Problem statement: If pictures are present, leave them out, and copy the data word for word.

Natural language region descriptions
_ _ _ _ _

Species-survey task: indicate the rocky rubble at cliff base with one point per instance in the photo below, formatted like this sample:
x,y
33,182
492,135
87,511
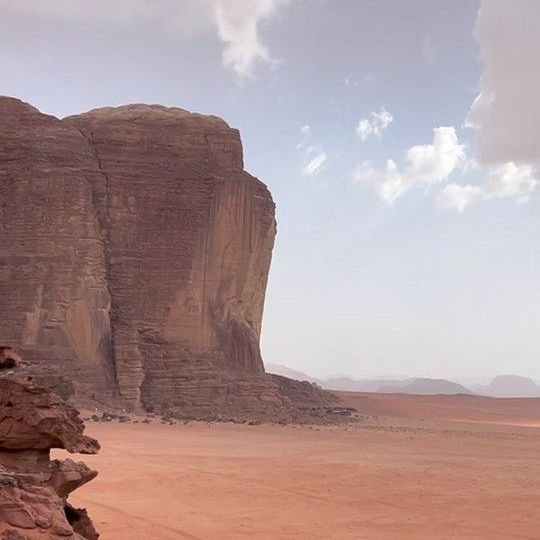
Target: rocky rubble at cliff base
x,y
34,488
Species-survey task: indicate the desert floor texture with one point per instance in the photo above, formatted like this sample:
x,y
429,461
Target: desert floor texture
x,y
414,468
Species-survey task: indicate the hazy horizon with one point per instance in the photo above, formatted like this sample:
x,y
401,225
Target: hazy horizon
x,y
400,142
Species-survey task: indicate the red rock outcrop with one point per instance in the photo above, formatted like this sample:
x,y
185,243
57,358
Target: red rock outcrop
x,y
34,489
134,254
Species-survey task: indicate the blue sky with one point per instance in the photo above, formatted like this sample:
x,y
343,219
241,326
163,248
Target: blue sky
x,y
429,267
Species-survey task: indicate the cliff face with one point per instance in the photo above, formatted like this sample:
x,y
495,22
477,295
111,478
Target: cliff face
x,y
33,488
134,252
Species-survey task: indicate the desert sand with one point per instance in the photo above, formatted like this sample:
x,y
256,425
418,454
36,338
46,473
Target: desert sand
x,y
415,467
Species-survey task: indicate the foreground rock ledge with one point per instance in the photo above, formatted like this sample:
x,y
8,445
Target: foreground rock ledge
x,y
34,488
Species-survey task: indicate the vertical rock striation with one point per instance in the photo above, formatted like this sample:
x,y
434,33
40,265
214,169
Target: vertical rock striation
x,y
134,253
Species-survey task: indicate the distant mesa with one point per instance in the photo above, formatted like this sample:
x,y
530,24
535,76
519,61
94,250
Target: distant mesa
x,y
513,386
285,371
426,386
135,257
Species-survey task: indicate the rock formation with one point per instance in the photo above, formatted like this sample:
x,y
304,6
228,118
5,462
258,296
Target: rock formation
x,y
34,489
134,254
425,386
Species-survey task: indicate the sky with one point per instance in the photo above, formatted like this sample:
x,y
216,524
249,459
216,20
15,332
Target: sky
x,y
400,141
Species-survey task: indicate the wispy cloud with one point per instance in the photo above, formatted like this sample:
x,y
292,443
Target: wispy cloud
x,y
315,165
374,124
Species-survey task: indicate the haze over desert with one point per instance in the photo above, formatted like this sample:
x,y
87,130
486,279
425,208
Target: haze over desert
x,y
419,474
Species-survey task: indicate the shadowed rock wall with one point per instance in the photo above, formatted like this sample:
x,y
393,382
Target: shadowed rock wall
x,y
134,252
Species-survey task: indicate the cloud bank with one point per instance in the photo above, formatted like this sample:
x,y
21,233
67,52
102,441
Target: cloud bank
x,y
237,22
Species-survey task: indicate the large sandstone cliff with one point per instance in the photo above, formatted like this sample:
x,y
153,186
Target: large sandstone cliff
x,y
134,253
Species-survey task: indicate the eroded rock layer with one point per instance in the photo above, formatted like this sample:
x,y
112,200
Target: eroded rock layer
x,y
34,488
134,253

_ _ _ _ _

Answer to the problem:
Species-survey task: indicate the rocky rubble at cliff base with one point per instance in the photo below, formatted like this sample:
x,y
33,182
492,135
87,511
Target: rocky rubble at cliff base
x,y
34,488
Species-survey task: indicate the desert floor texture with one point per instance in the photo above, formatted like this sample:
x,y
429,461
Target: desert floor texture
x,y
414,468
Species-survey task: indicate the hazy horizon with one point per instance in the photo above, formatted like this sample:
x,y
401,225
Target: hazy horizon
x,y
400,142
Species-survey task: indicate the red rock outcrop with one point per instance in the photo above, formatted like this sample:
x,y
185,243
57,358
Target: red rock outcrop
x,y
34,489
134,254
Species-survey task: indicate the blue sky with one point per instance in the photo above, formatted like this sample:
x,y
343,219
241,326
163,248
Target: blue sky
x,y
429,267
Species-survey task: indicate the cliff face with one point per instance in the photo above, formatted like this sample:
x,y
495,22
477,295
111,478
Target: cliff face
x,y
33,488
134,252
Species-survey task: indicate the desert sand with one point per instance in the photo above, formatted like this sample:
x,y
256,425
418,454
36,338
46,473
Target: desert sand
x,y
415,467
Species-survey task: indicate the foreground rock ledge with one point per instance in the photo above, formatted like this sample:
x,y
8,445
Target: foreground rock ledge
x,y
34,488
Species-survey task: indicate the vertical rock striation with one point per instance in the photo above, formatted like this sample:
x,y
434,33
40,265
214,169
Target: vertical rock striation
x,y
134,253
Species-survey task: indicate the distant mesa with one point per instance in the photo above, formatted like this sample:
x,y
530,24
535,76
519,61
94,250
Target: distant mesa
x,y
513,386
285,371
426,386
135,257
Species-survey task: indicate the rock formation with one point per instance in the photo above, formatted like this sample:
x,y
304,6
228,118
5,462
258,296
Target: rock formation
x,y
34,489
134,254
425,386
Species-survey task: indicate the sky with one point per instance in the photo above, formatted like this sample:
x,y
216,524
249,459
216,20
15,332
Target: sky
x,y
400,141
Species-survey task: indicate the wispy cloud with one point per instance in the photo above, formatted like this sample:
x,y
292,443
Target: wispy cloud
x,y
315,165
374,124
Species-survey task: indicate the haze over desert with one point per instance in the photo above, formatted like this sample:
x,y
87,130
486,279
425,208
Target: haze over desert
x,y
419,474
Species-survey task: indicate the shadowed rock wall with one point per instance in the photo above, formatted like this sample:
x,y
393,382
Target: shadowed rock wall
x,y
134,252
Species-survey task: indicate the cloud bank with one point per instance in the photo above, formatted like this sample:
x,y
21,233
67,52
102,441
Target: cloud bank
x,y
237,22
Species-survey task: indicate the large sandstone cliff with one point per instance in the photo above, formatted like this sample:
x,y
153,186
Target: large sandstone cliff
x,y
134,253
Species-survey task: indicate the eroded rock layer with one point per instance in the photo above, formatted like this sample:
x,y
112,200
Target: eroded rock layer
x,y
34,488
134,253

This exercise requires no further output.